Extract each line of the items below that contains the string "mouth", treating uppercase and lowercase letters as different.

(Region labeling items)
────────────────────────────────────────

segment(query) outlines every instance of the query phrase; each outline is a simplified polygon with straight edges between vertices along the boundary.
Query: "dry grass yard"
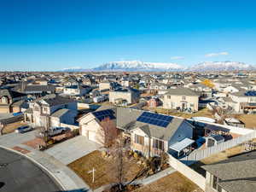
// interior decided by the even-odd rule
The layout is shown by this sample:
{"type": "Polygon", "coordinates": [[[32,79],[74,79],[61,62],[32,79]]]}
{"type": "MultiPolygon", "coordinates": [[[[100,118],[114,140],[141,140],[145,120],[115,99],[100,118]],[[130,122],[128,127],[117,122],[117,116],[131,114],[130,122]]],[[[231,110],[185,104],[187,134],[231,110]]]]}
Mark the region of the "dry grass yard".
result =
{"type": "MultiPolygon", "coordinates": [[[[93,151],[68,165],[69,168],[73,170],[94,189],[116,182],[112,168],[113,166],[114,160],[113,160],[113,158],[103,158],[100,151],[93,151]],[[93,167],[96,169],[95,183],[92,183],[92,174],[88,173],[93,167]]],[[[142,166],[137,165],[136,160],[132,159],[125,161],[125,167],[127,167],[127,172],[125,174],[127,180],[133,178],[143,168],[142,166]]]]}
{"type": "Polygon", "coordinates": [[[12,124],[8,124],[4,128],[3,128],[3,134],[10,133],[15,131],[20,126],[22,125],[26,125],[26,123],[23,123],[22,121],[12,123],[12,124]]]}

────────────────────────────────────────

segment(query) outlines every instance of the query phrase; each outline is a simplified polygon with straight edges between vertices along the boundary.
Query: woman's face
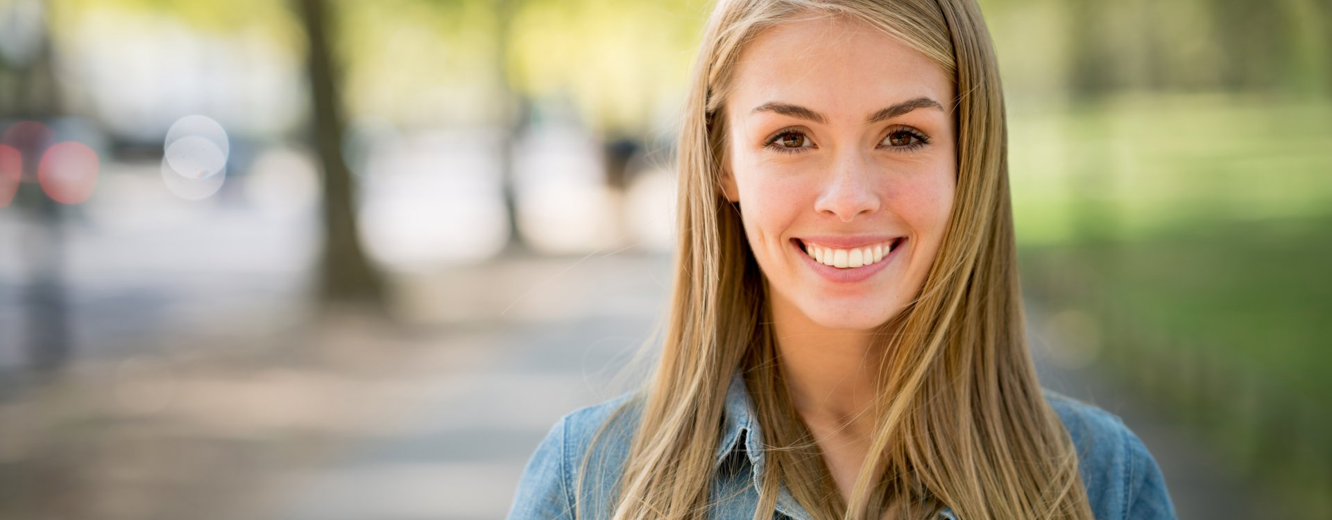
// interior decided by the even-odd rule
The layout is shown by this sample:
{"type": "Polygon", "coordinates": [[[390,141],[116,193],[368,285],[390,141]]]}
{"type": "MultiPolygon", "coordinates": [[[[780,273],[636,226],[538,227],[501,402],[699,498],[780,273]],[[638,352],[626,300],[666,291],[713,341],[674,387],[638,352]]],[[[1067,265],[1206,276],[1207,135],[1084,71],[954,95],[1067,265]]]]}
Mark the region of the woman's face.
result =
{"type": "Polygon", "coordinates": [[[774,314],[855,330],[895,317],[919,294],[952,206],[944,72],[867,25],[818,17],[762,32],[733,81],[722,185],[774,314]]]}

────────────────────────────────────────

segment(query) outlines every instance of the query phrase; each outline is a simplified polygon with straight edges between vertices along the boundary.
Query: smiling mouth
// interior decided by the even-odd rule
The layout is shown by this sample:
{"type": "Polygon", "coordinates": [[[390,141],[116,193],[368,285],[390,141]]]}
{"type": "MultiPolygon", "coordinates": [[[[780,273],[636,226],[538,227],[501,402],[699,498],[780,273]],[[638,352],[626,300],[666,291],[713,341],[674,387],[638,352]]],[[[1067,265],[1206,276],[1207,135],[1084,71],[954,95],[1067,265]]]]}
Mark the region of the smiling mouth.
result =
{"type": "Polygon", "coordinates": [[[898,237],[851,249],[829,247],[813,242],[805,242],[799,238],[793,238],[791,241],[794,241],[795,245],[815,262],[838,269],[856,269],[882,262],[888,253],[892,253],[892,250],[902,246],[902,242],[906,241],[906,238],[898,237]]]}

────────────────────────────────────────

§ Exercise answer:
Query: smiling mouth
Mark the region of the smiling mouth.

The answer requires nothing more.